═════ Exercise materials
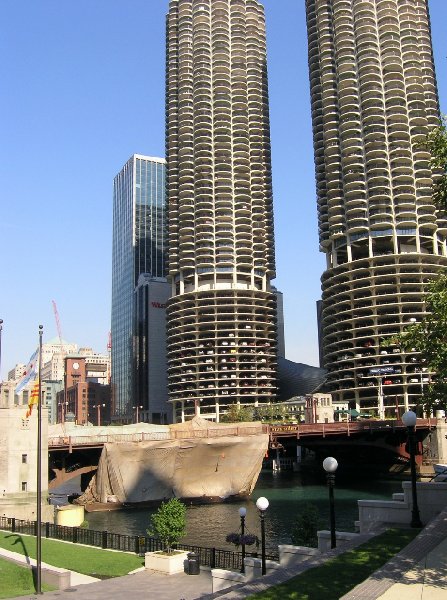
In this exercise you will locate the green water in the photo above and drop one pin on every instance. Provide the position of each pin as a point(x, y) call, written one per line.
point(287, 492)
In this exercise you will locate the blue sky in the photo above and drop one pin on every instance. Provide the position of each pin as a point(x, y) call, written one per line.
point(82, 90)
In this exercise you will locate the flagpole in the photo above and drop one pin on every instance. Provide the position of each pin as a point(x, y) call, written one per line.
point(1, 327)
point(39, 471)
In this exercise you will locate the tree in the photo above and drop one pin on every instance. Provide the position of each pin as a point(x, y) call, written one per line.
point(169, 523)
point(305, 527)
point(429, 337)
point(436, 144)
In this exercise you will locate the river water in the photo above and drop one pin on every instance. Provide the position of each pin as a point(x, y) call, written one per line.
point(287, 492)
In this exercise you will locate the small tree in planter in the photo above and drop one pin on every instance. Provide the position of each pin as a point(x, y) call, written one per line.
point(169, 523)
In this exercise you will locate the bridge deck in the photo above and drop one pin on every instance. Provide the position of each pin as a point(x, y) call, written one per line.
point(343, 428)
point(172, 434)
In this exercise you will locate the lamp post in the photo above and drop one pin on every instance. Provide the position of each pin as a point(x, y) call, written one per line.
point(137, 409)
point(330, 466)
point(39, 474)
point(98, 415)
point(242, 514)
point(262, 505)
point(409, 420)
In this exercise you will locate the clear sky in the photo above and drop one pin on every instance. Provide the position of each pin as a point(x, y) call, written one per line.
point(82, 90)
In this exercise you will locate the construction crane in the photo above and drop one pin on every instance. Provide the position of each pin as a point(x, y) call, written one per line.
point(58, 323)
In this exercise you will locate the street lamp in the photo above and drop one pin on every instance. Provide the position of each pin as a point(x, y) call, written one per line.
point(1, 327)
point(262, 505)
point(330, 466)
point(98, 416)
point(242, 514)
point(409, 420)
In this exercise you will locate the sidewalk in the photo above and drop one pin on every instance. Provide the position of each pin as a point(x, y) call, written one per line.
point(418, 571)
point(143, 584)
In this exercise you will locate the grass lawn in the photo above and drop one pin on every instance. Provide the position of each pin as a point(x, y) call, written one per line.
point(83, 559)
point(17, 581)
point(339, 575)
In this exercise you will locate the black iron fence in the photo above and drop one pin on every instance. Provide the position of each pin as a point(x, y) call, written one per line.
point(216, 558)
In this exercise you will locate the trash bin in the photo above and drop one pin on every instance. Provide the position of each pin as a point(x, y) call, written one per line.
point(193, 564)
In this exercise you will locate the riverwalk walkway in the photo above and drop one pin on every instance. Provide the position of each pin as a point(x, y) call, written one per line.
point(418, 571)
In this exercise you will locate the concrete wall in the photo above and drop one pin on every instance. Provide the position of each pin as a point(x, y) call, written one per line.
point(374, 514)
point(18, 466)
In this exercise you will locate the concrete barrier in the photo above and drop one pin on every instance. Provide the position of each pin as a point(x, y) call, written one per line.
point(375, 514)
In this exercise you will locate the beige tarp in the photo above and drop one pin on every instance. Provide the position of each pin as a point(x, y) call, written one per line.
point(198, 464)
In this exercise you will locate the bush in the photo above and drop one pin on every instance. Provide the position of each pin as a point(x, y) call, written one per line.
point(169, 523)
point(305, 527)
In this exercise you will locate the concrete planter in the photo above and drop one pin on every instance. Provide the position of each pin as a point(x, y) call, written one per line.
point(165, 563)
══════════
* _Objective_: Can you write out all of the material above word for word, leaving out the pictures?

* _The answer_:
In this exercise you will locate the green water in the photo above and drop one pin on every instance. Provide the position of each pin as a point(x, y) call, written one per line.
point(287, 492)
In this exercise you will locate the blue sky in the photo above and drop one pin on every instance. Provide the position of each pin as a point(x, y) call, written one per line.
point(82, 90)
In this exercise you will locate the flagpole in the photo above and drop one pin on every instance. Provide the position of each pin as a point(x, y) call, written one per line.
point(1, 327)
point(39, 471)
In this exercise you will locate the tree in the photo above and drop one pin on every instance. Provide the position of each pin as a point(x, y) call, written one per line.
point(169, 523)
point(305, 527)
point(429, 337)
point(436, 144)
In this exercise you will locate the river water in the photo above and drop one pin on every instance. Provide the position of each pin as a point(x, y) call, written one per line.
point(287, 492)
In this exercise you will locate the small tree in planter in the photo above and drop one pin on every instance. Provide the position of each pin as a point(x, y) call, written one per line.
point(169, 523)
In this exercise you will locate the bridge deck in the photo above and drop one pin on every instance. Provide the position of each pin as a point(x, y) call, written one per line.
point(343, 428)
point(172, 434)
In this exercise you will locate the lamp post in the photo above and drop one pin on every instance. Provide the position of each pin as a point(x, y) call, written one per line.
point(137, 409)
point(330, 466)
point(39, 474)
point(98, 415)
point(242, 514)
point(262, 505)
point(409, 420)
In this exercise you will locate the clear sky in the photo above and drop one pin on every instance. Provide the position of each pin as a point(x, y) call, written one per line.
point(82, 90)
In this exercise you will locate the construction crane in the photo above and drop one pin on every instance. Provide the position of each pin as a point(x, y) call, written one per line.
point(58, 323)
In this exercise you will locate the street lamp in the photo above and drop one pin on every instance. Provide the position of each pin as a point(x, y) call, written one per line.
point(1, 327)
point(262, 505)
point(330, 466)
point(98, 416)
point(242, 514)
point(409, 420)
In this exercise you will locate the sidewalk in the photo above and drop one pin on every instance. Provide the position of each pin as a point(x, y) call, written one per line.
point(418, 571)
point(143, 584)
In this exercise you will locate the grass lawn in the photo above and drop one pin on every instance. Provide the position of each pin as a point(x, y) call, written one per line.
point(83, 559)
point(17, 581)
point(339, 575)
In this exercise you will locate the black iron fence in the photo above and drop one pin on every instance. Provide the position of each pin as a point(x, y) call, written one per line.
point(216, 558)
In this exercise you will locate the trash bin in the photo above and drop one pin on every instance. Provide the position of each pin as a point(x, y) call, written one per line.
point(193, 564)
In this exercise you will locate the riverwalk walkway in the photo above and drop one pin on every instance. Provide the position of each pin as a point(x, y) call, written one per line.
point(418, 571)
In this exercise you will locate the concrete wall in the photo above and drop one pin on every instance. Provide the position of each pin as a point(x, y) call, written one per line.
point(374, 514)
point(18, 466)
In this exercise you will locate the concrete barrier in the photo above and drop one pin on every instance. Provide the position of each pin as a point(x, y) call, written one per line.
point(375, 514)
In this exercise you will locate the beige tarp in the photo above and drop one pin on every instance. Provide the position of each pin as a point(x, y) call, written one per line.
point(198, 464)
In this exercise you will locate the bush in the photo above and drop one pin on every instance. Provide the position of each pin as a point(x, y) call, written one per line.
point(169, 523)
point(305, 527)
In this exercise you will locate the concrete planter in the photo above and drop one pin on every instance. Provide the position of each pin as a point(x, y) call, written one per line.
point(165, 563)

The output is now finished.